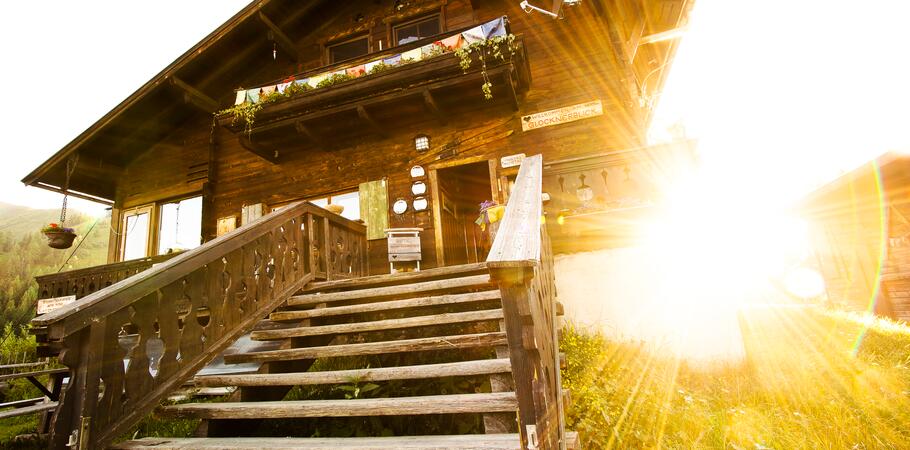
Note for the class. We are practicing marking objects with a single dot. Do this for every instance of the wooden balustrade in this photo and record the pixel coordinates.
(521, 262)
(81, 282)
(193, 306)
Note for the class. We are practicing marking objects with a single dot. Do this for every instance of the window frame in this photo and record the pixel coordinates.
(154, 210)
(416, 20)
(347, 40)
(150, 209)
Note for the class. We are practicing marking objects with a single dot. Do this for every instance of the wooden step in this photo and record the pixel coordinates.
(418, 302)
(393, 406)
(41, 407)
(393, 291)
(398, 278)
(455, 442)
(379, 325)
(373, 348)
(463, 368)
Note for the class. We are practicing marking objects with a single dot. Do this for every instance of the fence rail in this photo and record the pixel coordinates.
(193, 306)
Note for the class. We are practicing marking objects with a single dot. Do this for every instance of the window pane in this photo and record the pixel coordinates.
(348, 50)
(135, 242)
(181, 225)
(351, 203)
(418, 30)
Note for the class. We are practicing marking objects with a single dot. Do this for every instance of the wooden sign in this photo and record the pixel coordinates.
(511, 160)
(404, 244)
(562, 115)
(226, 225)
(46, 305)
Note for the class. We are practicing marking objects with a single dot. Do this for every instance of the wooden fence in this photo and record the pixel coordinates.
(193, 306)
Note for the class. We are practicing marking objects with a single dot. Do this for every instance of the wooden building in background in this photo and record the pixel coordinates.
(860, 233)
(405, 114)
(172, 174)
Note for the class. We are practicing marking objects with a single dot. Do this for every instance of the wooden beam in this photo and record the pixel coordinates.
(194, 96)
(366, 118)
(303, 129)
(430, 103)
(264, 153)
(462, 368)
(285, 42)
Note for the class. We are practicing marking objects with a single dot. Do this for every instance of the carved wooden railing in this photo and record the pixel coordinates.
(81, 282)
(521, 262)
(194, 306)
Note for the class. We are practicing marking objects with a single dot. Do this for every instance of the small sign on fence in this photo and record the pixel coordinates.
(46, 305)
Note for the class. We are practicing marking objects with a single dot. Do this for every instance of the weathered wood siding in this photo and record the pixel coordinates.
(572, 61)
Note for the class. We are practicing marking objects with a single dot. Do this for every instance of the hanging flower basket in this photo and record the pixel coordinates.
(59, 237)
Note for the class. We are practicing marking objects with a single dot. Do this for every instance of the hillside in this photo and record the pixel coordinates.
(25, 254)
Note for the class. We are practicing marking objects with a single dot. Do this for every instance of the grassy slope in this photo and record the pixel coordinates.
(804, 384)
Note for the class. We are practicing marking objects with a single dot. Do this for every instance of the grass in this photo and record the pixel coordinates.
(811, 379)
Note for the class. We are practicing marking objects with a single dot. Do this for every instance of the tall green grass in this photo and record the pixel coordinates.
(811, 379)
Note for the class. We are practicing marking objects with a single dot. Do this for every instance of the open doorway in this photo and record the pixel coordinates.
(461, 190)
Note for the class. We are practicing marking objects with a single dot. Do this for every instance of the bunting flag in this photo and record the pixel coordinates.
(392, 60)
(411, 55)
(368, 67)
(357, 71)
(482, 32)
(314, 80)
(473, 35)
(453, 42)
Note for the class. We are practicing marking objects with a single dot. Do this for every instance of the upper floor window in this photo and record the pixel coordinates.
(180, 227)
(349, 49)
(414, 30)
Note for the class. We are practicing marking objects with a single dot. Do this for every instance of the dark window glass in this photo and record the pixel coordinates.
(348, 50)
(420, 29)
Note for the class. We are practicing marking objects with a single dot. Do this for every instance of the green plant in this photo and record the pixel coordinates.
(497, 47)
(243, 113)
(381, 67)
(334, 79)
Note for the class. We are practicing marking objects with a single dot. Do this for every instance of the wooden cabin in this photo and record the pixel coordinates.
(860, 231)
(257, 177)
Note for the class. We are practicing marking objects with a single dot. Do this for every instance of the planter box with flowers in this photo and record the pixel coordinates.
(58, 236)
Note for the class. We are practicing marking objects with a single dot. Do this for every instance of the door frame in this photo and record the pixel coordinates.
(433, 177)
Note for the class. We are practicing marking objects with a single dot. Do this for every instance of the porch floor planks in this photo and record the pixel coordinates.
(398, 278)
(463, 368)
(386, 406)
(392, 291)
(41, 407)
(433, 300)
(456, 442)
(380, 325)
(374, 348)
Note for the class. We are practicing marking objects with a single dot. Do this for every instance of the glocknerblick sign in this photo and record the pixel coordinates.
(562, 115)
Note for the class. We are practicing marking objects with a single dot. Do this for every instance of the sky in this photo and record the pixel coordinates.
(781, 94)
(66, 64)
(784, 95)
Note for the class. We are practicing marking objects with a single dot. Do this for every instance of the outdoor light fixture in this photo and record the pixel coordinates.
(400, 206)
(420, 204)
(422, 142)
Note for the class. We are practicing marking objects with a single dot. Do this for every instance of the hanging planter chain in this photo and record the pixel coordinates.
(70, 168)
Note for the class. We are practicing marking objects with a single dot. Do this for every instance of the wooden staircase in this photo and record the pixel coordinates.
(321, 356)
(379, 329)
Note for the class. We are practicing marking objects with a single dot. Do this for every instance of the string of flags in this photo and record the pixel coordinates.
(479, 33)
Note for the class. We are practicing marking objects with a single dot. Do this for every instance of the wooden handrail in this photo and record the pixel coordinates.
(195, 305)
(521, 263)
(518, 237)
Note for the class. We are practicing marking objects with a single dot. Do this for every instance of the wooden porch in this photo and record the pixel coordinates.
(303, 268)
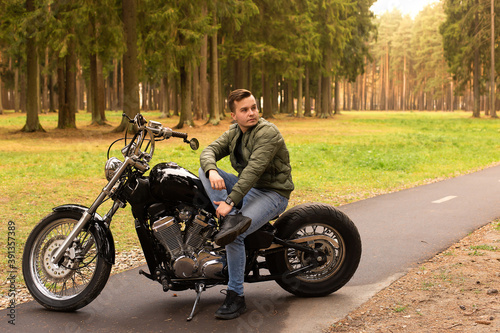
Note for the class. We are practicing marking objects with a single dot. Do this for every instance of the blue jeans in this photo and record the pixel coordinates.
(259, 205)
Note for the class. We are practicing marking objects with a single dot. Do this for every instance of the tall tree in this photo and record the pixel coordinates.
(130, 65)
(466, 43)
(33, 93)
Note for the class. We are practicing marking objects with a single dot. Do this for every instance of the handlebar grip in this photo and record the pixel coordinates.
(179, 135)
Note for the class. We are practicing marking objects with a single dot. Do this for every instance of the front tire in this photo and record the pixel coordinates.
(342, 247)
(82, 274)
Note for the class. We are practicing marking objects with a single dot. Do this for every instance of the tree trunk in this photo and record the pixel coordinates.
(196, 91)
(203, 76)
(307, 103)
(1, 90)
(492, 73)
(325, 96)
(94, 96)
(300, 112)
(186, 116)
(32, 93)
(337, 95)
(477, 95)
(268, 103)
(165, 112)
(130, 66)
(214, 77)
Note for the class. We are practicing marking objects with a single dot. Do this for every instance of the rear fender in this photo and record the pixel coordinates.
(104, 235)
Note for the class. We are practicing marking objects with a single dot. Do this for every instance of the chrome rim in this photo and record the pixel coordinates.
(333, 248)
(79, 263)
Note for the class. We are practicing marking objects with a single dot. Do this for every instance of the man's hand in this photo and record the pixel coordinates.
(223, 208)
(216, 181)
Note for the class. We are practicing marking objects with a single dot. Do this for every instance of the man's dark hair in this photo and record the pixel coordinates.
(236, 96)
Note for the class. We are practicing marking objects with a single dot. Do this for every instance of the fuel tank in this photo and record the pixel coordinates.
(171, 184)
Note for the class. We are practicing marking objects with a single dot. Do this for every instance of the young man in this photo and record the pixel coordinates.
(245, 202)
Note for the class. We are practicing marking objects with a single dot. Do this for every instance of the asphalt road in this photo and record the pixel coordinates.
(398, 231)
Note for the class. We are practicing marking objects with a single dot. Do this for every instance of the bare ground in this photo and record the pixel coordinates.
(456, 291)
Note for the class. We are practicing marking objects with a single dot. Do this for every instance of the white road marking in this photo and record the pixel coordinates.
(448, 198)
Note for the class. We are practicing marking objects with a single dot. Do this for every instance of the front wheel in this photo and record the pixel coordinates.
(78, 278)
(341, 248)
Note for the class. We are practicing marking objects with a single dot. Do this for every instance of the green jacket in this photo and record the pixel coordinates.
(264, 162)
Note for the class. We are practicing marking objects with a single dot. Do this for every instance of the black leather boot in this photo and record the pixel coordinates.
(233, 306)
(232, 227)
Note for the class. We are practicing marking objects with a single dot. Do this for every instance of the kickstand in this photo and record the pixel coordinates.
(200, 287)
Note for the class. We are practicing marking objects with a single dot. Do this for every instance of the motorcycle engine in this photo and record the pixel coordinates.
(184, 236)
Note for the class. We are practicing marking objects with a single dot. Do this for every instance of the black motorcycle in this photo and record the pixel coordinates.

**Task to complete**
After locating the line containing "of the bare", write out that line and all remaining lines of the records exactly, with nothing added.

**Task result**
Note for the class. We are practicing marking objects with a single dot. Do this for every instance of the bare ground in this photo and record the pixel coordinates.
(456, 291)
Note for the class. We are practicing marking objects with a single dot. Do this for every instance of the white road marking in this photo and record the pixel coordinates.
(448, 198)
Note for the class. We are practicing marking objects with a single dot. Do this for every instance of the front wheel in this photo and record the pixel coordinates.
(78, 278)
(341, 248)
Note for the class. We are practicing marking objects with a single dot. Do this for every instance of the green jacket in this photo and record the pixel coordinates.
(264, 162)
Note for the class. We are practicing marking objects with a single dot. Do this for every instance of the black leather boot in this photo and record the pixel coordinates.
(233, 306)
(232, 227)
Note for the class. We are practicing marking objects with a single dot. Do this for every instance of the kickstand in this photo and record the pixel coordinates.
(200, 287)
Note for the class. We are practicing marking objects with a single dot. Do this for every instance of the motorcycle engine in this photo and record the pixel coordinates.
(184, 236)
Note for the class. We are practicing marking objects with a single dot. Do this for every instance of the black motorcycle in this photo and record the pixel coordinates.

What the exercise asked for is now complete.